What is required:
Your response should consist of every entry, unchanged.

Supplied records:

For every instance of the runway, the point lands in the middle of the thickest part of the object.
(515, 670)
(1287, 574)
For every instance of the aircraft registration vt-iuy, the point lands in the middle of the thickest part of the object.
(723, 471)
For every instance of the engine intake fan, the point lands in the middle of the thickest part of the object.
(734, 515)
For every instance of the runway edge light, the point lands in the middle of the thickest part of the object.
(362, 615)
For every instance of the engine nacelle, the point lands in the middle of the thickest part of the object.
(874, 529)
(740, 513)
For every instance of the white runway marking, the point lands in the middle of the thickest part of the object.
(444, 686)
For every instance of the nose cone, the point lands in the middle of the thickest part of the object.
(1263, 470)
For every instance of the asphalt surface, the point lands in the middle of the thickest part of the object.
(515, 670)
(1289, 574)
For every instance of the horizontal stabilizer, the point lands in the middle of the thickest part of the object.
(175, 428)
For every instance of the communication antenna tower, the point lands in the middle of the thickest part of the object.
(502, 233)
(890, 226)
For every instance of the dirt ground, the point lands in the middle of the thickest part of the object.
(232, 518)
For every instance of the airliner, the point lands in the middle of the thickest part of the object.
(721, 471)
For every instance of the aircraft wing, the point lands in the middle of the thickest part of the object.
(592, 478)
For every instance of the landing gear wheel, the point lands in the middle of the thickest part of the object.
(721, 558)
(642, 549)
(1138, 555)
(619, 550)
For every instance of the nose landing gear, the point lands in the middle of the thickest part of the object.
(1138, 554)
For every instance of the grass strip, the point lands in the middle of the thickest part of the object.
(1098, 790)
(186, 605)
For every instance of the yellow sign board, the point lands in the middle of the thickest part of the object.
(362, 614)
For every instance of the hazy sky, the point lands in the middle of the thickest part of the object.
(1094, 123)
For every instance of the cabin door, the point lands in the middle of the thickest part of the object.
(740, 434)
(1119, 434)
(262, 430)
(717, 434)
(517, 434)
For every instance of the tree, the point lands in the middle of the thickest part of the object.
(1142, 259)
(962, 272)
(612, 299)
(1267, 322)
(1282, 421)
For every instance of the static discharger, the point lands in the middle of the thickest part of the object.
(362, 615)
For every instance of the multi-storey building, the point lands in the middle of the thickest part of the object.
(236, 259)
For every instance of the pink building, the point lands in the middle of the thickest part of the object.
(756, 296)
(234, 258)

Response to this task:
For every instance of the runway, the point lands in the middle of the thickest part of the object.
(515, 670)
(1287, 574)
For every instance of the aircraft registration vt-iuy, the point lands in the middle of the thickest part of the object.
(723, 471)
For every instance of the engine intake fan, the point lands in the middle of the thickest part of the object.
(734, 515)
For every instance of the runway edge light, the point lands in the middle of the thickest part of the object.
(362, 615)
For every instance of the engine nacelle, the point lands in the middle of the thickest part of the object.
(874, 529)
(740, 513)
For every instance of the white runway marking, the point lands in the middle of the thickest part of the object.
(444, 686)
For every instance of the nose cone, the point lands in the middle of the thickest part of the object.
(1263, 470)
For every instance of the asphalt surface, the point lands in the middle of the thickest part of the object.
(515, 670)
(1289, 574)
For every instance of the horizontal stabilizer, the point lands in the middle of the thickest part of the object.
(175, 428)
For every instance of the communication antenna tower, the point lands in the middle of the thickest part of the object.
(502, 233)
(890, 226)
For every instance of the dirt ground, the point lands in the middle of the thickest part of the object.
(232, 518)
For every instance of the airliner, the point lands in the middle of the thickest part of the object.
(721, 471)
For every instance of the aircraft wing, the point lands in the middle of the thickest part of the object.
(592, 478)
For every instance of the landing gear wheel, the point lands in the middle of the thickest part of the object.
(721, 558)
(642, 549)
(1138, 555)
(619, 550)
For every instance of the nose landing gear, the point lands in the middle of the thickest part of the object.
(1138, 554)
For every instance of the grass strip, the point lands in the middle of the thickest part of the object.
(1098, 790)
(186, 605)
For every instance of the yellow sign board, the point lands in the middle of the thickest part of the object.
(362, 614)
For every instance of the hazy sky, the point lands in the middle of the thickest part of the object.
(1094, 123)
For every instance of the cabin door, the point lands in the middle of the thickest part of the object.
(740, 434)
(1119, 434)
(262, 430)
(717, 434)
(517, 434)
For every instance of the tree, the point lands in the middle of the thickest part of the object.
(1142, 259)
(962, 272)
(612, 299)
(1267, 322)
(1282, 421)
For every instance of the static discharger, the point lands in the middle of the thickest part of the object.
(362, 615)
For every instance of the multi-storey building, the point lands in the middle of the thickest part of the object.
(236, 259)
For every instance of the pink building, the point lands in the middle of the thickest part of the object.
(756, 296)
(234, 258)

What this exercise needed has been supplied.